Tossed ashore in the waves, curled octopuses made sadly pallid little corpses, their tentacles limp as broken springs. In the wake of Storm Emma, they offered a novelty for the cameras of east coast beachcombers, out early and hopeful along the waves. (see Eye on Nature)
The seagulls were standing aside, too well-fed to fly, contemplating a quite inexhaustible beachful of food. Drifts of mollusc shells were gaping to show the soft bodies of cockles, mussels, razorfish and many more.
Storm Emma was “perfect” in rare and deadly coincidence. Spring tides let a sudden sea temperature drop strike deeply at low tide just offshore, numbing the energies of marine life and its chances of retreat. The Siberian gale spun wheels in the surf to tumble the creatures ashore.
In England’s North Sea, with a longer fetch for the wind and a shallow slope of coast, beaches from Yorkshire to Kent were heaped with spectacular, ankle-deep carpets of starfish and crabs. Scattered lobsters were plentiful enough for wildlife rescuers to gather and save in tanks for later return to the sea.
“Post-apocalyptic” was the term for such images on the website Science Alert. It linked, in passing, to a mass stranding of starfish – some 50,000 – on a beach at Lissadell, Co Sligo, in 2009. Such storm-swept events are not that rare, especially on coasts rich in mussels, the starfish’s regular prey.
Another possible factor has come to light in research by Plymouth’s Marine Institute. Starfish are normally slow movers, their thousands of tube feet, each with a vacuum grip, inching them over the seabed. But an underwater video survey in the English Channel found them curling into a ball and rolling with a fast-moving tide. “Starballing” is the name for an action never previously recorded.
Emma’s castaways, photographed by readers, have included starfish of several species in a fascinating gallery, much of it quite unfamiliar to walkers on the shore.
The curled octopus, for example, may occasionally get stranded in a rock pool between the tides (this once delighted a beach-going family at Seapoint, Co Dublin) but is more at home at greater depths among concealing rocks.
The little squat lobster, a slightly sinister handful, is not a true lobster at all but belongs to a separate family nearer to crabs. It lives among, and under, rocks, down to 100 metres deep. Sea squirts. sea mice, brittle stars offered other strange shapes and modes of life for scrutiny at the tideline.

★ ★ ★ ★ ★ ★ ★

Task prompt: Continue the article about sea creatures stranded on beaches by Storm Emma, picking up after its last sentence.

★ ★ ★ ★ ★ ★ ★

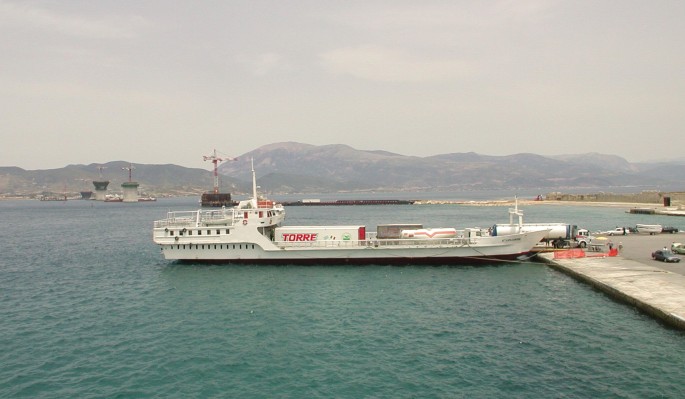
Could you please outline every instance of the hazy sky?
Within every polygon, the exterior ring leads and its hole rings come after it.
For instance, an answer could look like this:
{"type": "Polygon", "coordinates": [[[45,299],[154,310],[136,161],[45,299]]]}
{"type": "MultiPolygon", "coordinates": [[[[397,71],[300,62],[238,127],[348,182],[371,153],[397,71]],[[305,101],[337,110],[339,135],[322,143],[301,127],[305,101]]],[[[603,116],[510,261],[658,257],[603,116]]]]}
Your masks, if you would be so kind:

★ ★ ★ ★ ★ ★ ★

Answer section:
By a good chance, Emma and its aftermath have coincided with publication of Ireland's Seashore (Collins Press, €15) a field guide to the island's beach and intertidal species. It is the enterprise and hard work of two young marine biologists, Lucy Taylor and Emma Nickelsen, both based in Cork, where UCC has its coastal and marine research centre.
With some 7,500 km of shoreline and islands, Ireland has an exceptional range of habitats, from exposed rocky coast and pebble beaches to sandy shores and estuaries, sea lochs and muddy inlets. Setting out to photograph all their plants and animals, in a maze of watery, windy settings, has been an exacting enterprise.
Lion’s mane
Here and there, unsurprisingly, they’ve missed one. The jellyfish, for example, are nearly all there but for the troublesome lion’s mane. One feels mean to have noticed, given the wealth of illustration of an immense variety of plants and creatures great and small.
The guides put names and histories on some casual finds of my own beachcombing years. That disc of shell with a hole at one end, shining pearly among my windowsill bric-a-brac, belonged to a saddle oyster, and its wavy contours were shaped to the rock it grew on.
The clump of soft and tawny felt was not a plant at all, despite the name of sea chervil, but a colony of bryozoans, tiny animals. And the tiny cowrie shell, like a rolled-up pink fingerprint, housed a predatory snail that chewed at sea squirts many times its size
One look at the huge variety of molluscs carpeting some storm-swept east coast beaches (a notable stranding at Rosslare, Co Wexford) shows the value of such a field guide as this. There’s even a step-by-step list of questions to send you to the right pages (25 kinds of bivalves and almost as many snails).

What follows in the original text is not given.